[Entries taken from a collection]
[Start of Attachment]

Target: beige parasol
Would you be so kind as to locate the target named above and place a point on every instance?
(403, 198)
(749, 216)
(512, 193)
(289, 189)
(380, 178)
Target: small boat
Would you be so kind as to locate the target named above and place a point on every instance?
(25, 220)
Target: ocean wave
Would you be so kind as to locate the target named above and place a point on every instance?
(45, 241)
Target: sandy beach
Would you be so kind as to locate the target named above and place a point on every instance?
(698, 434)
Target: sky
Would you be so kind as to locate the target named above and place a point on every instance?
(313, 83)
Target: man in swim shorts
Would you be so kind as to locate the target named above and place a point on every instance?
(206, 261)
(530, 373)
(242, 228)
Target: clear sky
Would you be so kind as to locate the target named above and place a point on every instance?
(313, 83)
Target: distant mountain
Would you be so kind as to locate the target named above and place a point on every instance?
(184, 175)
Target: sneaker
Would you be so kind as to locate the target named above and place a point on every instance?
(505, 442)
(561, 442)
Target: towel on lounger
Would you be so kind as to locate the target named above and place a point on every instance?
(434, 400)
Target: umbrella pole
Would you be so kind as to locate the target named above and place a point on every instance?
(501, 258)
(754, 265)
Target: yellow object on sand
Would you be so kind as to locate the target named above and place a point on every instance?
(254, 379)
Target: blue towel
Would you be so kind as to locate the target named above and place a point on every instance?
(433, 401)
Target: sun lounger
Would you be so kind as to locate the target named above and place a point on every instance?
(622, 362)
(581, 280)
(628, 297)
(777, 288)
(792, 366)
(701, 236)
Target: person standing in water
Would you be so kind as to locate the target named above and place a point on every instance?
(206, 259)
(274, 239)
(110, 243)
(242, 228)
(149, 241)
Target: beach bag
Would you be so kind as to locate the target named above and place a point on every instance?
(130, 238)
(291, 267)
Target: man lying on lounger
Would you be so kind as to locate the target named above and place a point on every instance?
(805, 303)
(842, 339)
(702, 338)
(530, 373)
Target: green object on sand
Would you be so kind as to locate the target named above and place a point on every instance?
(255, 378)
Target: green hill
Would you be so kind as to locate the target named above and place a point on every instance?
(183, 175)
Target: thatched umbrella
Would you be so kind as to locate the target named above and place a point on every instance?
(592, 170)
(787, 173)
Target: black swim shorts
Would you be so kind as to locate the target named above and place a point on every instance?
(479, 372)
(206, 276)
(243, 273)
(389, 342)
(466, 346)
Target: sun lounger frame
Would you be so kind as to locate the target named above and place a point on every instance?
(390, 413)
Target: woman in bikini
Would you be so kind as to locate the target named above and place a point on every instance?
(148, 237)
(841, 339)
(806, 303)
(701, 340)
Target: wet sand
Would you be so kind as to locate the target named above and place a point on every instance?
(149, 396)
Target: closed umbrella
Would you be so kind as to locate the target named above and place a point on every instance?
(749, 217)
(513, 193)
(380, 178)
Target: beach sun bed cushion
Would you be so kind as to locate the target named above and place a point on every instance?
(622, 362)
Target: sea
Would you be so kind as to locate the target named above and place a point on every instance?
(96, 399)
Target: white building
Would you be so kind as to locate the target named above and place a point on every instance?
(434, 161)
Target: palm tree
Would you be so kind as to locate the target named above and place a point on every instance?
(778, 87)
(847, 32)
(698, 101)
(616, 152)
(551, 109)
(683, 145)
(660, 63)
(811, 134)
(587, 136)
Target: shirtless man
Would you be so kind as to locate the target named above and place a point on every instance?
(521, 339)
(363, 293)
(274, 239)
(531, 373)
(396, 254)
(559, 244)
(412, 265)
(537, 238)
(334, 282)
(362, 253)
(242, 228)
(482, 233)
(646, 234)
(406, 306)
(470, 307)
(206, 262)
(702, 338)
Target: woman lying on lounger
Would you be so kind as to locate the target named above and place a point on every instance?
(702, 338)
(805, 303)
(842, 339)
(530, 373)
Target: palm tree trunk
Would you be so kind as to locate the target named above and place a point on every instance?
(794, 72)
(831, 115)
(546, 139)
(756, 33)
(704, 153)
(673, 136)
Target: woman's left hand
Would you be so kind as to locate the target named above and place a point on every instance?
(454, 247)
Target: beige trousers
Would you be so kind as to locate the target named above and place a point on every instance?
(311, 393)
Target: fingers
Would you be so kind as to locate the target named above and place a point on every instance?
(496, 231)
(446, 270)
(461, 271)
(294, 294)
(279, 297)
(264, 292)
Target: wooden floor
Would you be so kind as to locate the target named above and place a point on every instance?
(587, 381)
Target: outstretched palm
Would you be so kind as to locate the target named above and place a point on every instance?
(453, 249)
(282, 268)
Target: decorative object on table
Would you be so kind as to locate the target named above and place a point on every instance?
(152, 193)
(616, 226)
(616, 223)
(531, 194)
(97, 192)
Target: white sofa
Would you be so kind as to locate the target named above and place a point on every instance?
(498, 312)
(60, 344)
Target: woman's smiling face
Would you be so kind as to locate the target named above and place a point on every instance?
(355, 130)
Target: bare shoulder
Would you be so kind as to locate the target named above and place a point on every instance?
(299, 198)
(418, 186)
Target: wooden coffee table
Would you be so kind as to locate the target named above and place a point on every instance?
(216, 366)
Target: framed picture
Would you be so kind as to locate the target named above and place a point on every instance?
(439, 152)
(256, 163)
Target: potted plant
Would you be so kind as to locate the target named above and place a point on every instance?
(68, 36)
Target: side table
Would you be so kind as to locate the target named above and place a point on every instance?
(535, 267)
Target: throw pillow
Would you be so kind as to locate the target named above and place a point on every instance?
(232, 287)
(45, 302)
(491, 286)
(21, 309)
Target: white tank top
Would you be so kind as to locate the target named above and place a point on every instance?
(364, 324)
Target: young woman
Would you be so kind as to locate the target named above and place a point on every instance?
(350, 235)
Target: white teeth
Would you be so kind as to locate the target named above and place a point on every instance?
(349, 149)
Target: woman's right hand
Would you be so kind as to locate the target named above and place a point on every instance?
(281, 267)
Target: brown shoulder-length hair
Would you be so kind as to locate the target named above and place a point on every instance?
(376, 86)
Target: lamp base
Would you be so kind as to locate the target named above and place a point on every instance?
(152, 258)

[End of Attachment]

Print exactly the lines above, between the one holding "Target: clear sky" and the one holding "Target: yellow object on sand", inclusive, and nothing besides.

Solved exercise:
Target: clear sky
Would you be so kind as to locate the target named above and place a point on every instance?
(313, 83)
Target: distant mountain
Would you be so kind as to locate the target named above and place a point on every instance?
(184, 175)
Target: sneaker
Would you be so kind as to locate the target named above and place a point on every instance?
(505, 442)
(561, 442)
Target: towel on lounger
Would you be so kind as to locate the target named above and place a point on every instance?
(434, 400)
Target: umbrella pole
Would you be so kind as to locate the target named above and place a point on every instance?
(501, 258)
(754, 265)
Target: yellow object on sand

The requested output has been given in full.